Items listed in a dataset
####

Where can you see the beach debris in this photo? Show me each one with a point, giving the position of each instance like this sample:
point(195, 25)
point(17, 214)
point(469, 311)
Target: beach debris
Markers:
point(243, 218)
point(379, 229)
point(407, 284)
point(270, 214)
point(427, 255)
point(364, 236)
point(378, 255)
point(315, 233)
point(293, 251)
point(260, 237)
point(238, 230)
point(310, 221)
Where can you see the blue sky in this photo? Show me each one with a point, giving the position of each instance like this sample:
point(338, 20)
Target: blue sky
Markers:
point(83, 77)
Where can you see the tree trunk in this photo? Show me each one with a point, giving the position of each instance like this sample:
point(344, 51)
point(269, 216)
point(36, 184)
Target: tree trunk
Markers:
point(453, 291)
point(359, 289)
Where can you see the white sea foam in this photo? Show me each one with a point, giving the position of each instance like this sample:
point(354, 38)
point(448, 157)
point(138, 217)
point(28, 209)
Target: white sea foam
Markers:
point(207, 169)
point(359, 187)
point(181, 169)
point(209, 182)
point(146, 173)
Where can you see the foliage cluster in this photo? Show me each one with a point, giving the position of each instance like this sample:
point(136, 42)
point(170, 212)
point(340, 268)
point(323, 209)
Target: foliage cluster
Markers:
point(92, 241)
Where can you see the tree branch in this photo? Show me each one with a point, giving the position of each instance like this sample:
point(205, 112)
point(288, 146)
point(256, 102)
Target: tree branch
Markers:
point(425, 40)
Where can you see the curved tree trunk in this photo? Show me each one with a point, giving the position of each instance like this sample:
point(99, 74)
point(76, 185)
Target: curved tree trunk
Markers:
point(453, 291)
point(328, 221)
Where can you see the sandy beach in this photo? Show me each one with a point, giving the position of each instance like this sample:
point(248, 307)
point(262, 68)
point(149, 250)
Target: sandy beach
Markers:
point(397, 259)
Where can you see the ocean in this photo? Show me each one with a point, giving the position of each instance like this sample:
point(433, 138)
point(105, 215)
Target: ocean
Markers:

####

To do
All of the data must be returned exactly.

Output of the task
Where can you see the beach debris in this photo? Show me each one with a point, giving the position of each instance like this sample:
point(195, 25)
point(17, 214)
point(469, 311)
Target: beach debris
Markers:
point(243, 218)
point(379, 229)
point(407, 284)
point(270, 214)
point(427, 255)
point(364, 236)
point(378, 255)
point(315, 233)
point(293, 251)
point(260, 237)
point(238, 230)
point(310, 221)
Where can you see the blue sky in this photo? Show me each one with a point, giving the position of each instance like this sample:
point(338, 20)
Target: blue sky
Markers:
point(83, 77)
Where can you see the tree trunk in this photo? Show me each one with a point, giving the position of each instance like this sample:
point(344, 51)
point(269, 216)
point(36, 184)
Target: tree trunk
Markers:
point(453, 291)
point(359, 289)
Where can you see the white sea foam in this photo? Show me each one with a point, giving the position of each instance like this sample:
point(354, 38)
point(448, 157)
point(138, 217)
point(28, 209)
Target: white sea foam
Markers:
point(207, 169)
point(359, 187)
point(181, 169)
point(209, 182)
point(146, 173)
Where can you see the foliage cluster in this photo? Show me each one with a point, giving the position of each instance like this sample:
point(136, 42)
point(170, 212)
point(340, 268)
point(323, 209)
Target: foliage cluster
Markers:
point(92, 241)
Where can you see the tree branch in this photo? Show me each one with a point, giving the position of each instance like this sample:
point(205, 112)
point(288, 146)
point(256, 102)
Target: tree branch
Markers:
point(425, 40)
Where can you see the curved tree trunk in this photo? Show me each one with a point, giving the position of each instance like this sample:
point(99, 74)
point(76, 185)
Target: curved tree trunk
Markers:
point(453, 291)
point(328, 221)
Where can you see the sandy beach in this photo? Show me each one with a point, giving the position of each instance like this sample:
point(248, 307)
point(262, 68)
point(149, 250)
Target: sandy beach
Markers:
point(397, 259)
Where can you see the ocean in this photo? Show me each one with a point, giving the position of each instance like this sample:
point(433, 138)
point(105, 215)
Target: ocean
Markers:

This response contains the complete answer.